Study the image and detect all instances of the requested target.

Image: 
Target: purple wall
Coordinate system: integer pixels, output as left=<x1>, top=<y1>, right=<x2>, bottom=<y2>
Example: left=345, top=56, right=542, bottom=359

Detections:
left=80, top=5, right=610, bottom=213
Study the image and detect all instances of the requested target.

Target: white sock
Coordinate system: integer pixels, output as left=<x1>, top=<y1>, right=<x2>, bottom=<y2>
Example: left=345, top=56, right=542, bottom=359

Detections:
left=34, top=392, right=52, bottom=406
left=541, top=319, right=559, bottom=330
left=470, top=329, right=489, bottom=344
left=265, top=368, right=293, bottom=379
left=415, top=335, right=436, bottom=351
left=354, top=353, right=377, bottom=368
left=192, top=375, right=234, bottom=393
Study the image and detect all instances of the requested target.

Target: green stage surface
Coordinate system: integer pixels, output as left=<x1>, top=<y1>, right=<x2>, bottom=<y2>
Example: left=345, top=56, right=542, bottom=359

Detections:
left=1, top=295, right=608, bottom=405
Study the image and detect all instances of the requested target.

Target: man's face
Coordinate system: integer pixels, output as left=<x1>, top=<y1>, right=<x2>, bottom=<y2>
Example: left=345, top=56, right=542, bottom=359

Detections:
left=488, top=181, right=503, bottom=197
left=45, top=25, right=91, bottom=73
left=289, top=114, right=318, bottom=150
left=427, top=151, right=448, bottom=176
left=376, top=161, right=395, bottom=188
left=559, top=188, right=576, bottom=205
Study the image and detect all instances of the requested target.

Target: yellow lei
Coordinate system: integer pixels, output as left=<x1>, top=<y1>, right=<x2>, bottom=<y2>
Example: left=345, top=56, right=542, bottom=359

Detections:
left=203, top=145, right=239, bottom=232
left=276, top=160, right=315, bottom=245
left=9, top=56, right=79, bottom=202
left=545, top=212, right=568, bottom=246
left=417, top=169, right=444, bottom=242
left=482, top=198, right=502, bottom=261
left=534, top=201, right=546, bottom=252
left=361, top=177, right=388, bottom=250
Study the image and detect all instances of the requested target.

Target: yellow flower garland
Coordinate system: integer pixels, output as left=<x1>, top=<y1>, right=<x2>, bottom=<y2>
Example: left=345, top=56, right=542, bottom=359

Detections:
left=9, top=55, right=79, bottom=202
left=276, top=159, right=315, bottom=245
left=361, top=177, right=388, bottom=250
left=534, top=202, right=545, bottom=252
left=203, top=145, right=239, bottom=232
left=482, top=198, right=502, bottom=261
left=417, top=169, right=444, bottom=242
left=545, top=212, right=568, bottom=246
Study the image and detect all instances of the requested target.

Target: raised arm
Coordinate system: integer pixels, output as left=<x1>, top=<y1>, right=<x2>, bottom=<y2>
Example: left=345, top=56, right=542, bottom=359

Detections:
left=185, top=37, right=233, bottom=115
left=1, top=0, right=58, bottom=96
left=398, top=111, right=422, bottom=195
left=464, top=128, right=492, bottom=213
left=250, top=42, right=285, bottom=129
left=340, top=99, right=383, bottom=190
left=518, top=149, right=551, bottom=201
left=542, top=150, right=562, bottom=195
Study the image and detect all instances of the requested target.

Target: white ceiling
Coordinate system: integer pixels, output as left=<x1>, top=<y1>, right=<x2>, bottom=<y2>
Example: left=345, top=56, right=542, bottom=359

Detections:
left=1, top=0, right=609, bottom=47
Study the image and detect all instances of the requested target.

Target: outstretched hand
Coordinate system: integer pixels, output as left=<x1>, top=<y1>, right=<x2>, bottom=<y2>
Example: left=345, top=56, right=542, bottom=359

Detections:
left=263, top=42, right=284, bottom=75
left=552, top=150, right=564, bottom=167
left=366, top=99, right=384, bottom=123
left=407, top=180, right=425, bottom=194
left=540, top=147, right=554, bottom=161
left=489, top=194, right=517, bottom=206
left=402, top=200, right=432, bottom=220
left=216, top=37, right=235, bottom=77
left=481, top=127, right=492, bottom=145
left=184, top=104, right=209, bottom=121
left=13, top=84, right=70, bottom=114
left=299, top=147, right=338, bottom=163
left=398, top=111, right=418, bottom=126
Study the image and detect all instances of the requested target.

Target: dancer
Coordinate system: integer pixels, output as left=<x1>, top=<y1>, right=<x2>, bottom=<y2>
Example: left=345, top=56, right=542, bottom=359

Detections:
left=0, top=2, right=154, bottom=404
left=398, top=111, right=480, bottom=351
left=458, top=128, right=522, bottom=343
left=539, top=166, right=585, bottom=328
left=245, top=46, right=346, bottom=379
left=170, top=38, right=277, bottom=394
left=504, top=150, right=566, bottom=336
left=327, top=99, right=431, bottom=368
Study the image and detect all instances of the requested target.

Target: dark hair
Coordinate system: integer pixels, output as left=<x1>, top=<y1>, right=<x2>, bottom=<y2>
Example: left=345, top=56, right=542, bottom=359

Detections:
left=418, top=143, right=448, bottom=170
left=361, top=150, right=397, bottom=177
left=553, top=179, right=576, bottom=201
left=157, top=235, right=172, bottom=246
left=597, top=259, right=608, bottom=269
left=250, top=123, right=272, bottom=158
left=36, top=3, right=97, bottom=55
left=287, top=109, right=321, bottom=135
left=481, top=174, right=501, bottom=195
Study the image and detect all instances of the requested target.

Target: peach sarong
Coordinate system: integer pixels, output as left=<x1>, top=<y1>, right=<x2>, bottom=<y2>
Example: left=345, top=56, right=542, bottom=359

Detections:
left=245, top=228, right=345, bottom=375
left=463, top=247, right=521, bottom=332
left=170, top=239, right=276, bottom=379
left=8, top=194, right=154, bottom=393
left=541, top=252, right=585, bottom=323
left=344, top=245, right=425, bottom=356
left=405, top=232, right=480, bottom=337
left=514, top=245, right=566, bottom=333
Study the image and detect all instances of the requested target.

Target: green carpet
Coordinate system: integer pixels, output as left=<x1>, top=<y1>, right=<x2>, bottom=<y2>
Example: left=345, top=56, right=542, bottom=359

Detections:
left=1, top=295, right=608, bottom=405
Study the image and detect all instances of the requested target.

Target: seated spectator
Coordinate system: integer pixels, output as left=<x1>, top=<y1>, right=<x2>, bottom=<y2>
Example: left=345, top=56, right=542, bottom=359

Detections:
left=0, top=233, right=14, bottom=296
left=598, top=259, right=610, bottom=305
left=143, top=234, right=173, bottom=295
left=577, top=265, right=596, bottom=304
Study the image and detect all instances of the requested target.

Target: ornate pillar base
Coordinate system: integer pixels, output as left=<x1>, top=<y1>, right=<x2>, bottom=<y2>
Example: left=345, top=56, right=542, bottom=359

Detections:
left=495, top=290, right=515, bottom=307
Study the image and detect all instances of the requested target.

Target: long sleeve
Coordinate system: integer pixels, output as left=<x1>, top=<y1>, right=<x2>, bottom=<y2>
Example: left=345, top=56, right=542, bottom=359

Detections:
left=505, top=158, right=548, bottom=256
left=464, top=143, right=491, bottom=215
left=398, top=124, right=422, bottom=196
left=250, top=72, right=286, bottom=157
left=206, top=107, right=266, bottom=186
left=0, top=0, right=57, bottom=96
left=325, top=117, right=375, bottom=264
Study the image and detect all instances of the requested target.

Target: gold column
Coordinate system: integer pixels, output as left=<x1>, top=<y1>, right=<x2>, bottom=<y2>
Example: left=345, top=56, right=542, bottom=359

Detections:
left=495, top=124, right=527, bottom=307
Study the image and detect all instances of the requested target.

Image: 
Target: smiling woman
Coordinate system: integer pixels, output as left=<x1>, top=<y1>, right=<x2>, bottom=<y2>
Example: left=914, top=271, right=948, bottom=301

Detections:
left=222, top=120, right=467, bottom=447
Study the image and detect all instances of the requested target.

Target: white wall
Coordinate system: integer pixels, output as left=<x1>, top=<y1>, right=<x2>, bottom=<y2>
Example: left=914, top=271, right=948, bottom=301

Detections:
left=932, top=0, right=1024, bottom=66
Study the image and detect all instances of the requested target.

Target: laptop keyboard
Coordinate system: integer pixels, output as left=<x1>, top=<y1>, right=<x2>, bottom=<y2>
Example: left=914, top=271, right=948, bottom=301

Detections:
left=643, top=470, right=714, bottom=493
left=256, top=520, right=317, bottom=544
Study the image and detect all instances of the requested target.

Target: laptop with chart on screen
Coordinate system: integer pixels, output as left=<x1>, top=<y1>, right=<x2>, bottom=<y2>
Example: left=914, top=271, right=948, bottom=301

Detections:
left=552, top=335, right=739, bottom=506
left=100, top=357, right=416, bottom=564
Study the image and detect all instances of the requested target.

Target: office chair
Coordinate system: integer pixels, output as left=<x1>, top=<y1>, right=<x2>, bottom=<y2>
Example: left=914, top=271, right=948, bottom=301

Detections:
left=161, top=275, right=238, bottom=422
========================
### PROBLEM DESCRIPTION:
Looking only at the listing, say how many lines include "white"; reply with the number alone.

### FINAL ANSWER:
3